start Passage
Superior risk measures contain two main challenges to implementation. To estimate the change in value of a mortgage portfolio or interest-rate cap, one needs a sufficient pricing algorithm, usually packaged in a derivatives pricing system such as those offered by QRM, RADAR, Algorithmics, or perhaps less expensive spreadsheet derivative calculators such as Financial CAD, tech Hackers, or FEA. Since mortgage-based products offer special difficulties and, therefore, the most expensive pricing software, it may be sufficient to map mortgages into buckets and then estimate their risk by examining the performance of various agency mortgage-backed securities, such as the GNMA newly issued 7.0% 15-year fixed-rate mortgage. This covers the pricing knowledge, that is, how to translate shifts in yields, etc., into changes in product values. The next bits of information required are the volatility and correlations of the various risk factors are, such as the three-standard-deviation move in the five-year Treasury yield. While this may seem like a very demanding process, the alternative is to generate several earnings scenarios and let the CFO implicitly calculate the probabilities for himself or herself.

A second reason to move from earnings scenarios, such as a 200 basis-point shock, to VAR, is that the earnings scenarios are limited in the number of risks they can portray. As banks have recently found, there are other risks to their balance sheet than parallel movements up and down; the recent flattening of the yield curve has lowered the net-interest margin of most banks. Thus, one must consider flattenings, steepenings, Treasury-swap curve spread shifts, prepayment movements, etc. Again, to leave these scenarios spelled out but disaggregated is to leave the analysis incomplete. VAR weighs all these scenarios probabilistically, does not arbitrarily truncate the effect on earnings at 12 months, and present values the effect of the changes on the value of the bank.

The precise method to calculate a VAR will not be addressed here,5 but the unifying theme to a VAR calculation is product scope and risk-factor comprehensiveness. In fact, these factors are also important for credit risk. Product scope means understanding how to value—from first principles, not broker quotes—all the relevant derivative securities in one’s bank, such as caps, index-amortizing swaps, and callable bonds. Risk-factor comprehensiveness means addressing yield curve shift and twist risk, option risk, prepayment risk, various spread risks, etc., for all these various securities. For example, to calculate the risk of a Treasury position one needs to know how to price a Treasury from the yield curve and how much the Treasury yield curve can be expected to move over a reasonable worst-case scenario. For a cap, one needs to know how to price this instrument and then revalue it over reasonable worst-case scenarios for swap rates and implied volatility movements.
end Passage
start Entries
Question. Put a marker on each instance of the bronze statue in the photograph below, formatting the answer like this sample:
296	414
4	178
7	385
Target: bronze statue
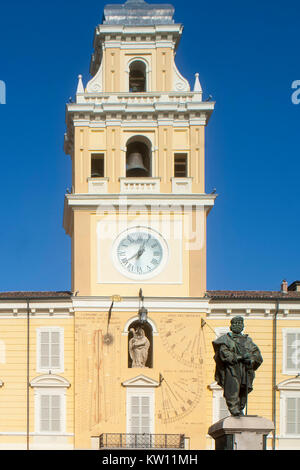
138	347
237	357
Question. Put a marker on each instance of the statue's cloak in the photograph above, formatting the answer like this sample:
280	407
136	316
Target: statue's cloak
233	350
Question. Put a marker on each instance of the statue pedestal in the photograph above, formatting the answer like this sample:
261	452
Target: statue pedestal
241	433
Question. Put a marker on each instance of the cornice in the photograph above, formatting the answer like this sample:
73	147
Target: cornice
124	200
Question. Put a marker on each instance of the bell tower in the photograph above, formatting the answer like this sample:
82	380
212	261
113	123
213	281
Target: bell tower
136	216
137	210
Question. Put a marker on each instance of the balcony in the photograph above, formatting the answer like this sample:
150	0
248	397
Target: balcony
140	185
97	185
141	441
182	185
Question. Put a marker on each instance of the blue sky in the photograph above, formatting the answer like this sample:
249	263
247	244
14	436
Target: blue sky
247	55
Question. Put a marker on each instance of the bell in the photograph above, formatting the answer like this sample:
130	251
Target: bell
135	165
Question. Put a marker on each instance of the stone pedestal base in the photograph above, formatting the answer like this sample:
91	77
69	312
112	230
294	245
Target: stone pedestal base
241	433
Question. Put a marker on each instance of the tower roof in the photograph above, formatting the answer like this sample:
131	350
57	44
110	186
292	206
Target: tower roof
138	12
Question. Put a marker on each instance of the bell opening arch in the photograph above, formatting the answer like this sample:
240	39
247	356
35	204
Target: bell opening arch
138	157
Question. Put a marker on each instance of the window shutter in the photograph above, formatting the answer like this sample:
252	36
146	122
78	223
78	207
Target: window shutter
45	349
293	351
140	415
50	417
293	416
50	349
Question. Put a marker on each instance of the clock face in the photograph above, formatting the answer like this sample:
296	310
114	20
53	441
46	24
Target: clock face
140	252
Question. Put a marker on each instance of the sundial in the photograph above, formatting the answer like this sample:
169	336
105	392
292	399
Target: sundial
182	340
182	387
end Entries
start Entries
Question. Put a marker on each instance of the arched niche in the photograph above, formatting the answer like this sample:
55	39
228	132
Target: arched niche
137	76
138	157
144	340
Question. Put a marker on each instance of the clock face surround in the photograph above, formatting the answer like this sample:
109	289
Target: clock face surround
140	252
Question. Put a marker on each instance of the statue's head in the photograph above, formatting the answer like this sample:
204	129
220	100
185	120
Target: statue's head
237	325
end Entries
start Entries
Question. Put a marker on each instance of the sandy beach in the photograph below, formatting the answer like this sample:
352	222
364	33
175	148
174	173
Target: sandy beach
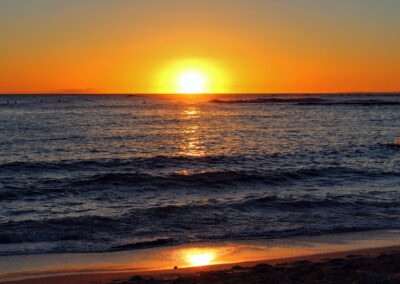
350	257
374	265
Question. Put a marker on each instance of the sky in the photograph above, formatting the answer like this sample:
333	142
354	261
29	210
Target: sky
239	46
end Entries
## Objectives
- A) List every brand-name pricing product that the passage on VAR names, including both the derivatives pricing systems and the spreadsheet calculators.
- B) In the passage on VAR, reproduce everything from "A second reason" down to "of the bank.", substituting "lenders" for each occurrence of "banks".

## Full answers
- A) QRM, RADAR, Algorithmics, Financial CAD, tech Hackers, FEA

- B)
A second reason to move from earnings scenarios, such as a 200 basis-point shock, to VAR, is that the earnings scenarios are limited in the number of risks they can portray. As lenders have recently found, there are other risks to their balance sheet than parallel movements up and down; the recent flattening of the yield curve has lowered the net-interest margin of most lenders. Thus, one must consider flattenings, steepenings, Treasury-swap curve spread shifts, prepayment movements, etc. Again, to leave these scenarios spelled out but disaggregated is to leave the analysis incomplete. VAR weighs all these scenarios probabilistically, does not arbitrarily truncate the effect on earnings at 12 months, and present values the effect of the changes on the value of the bank.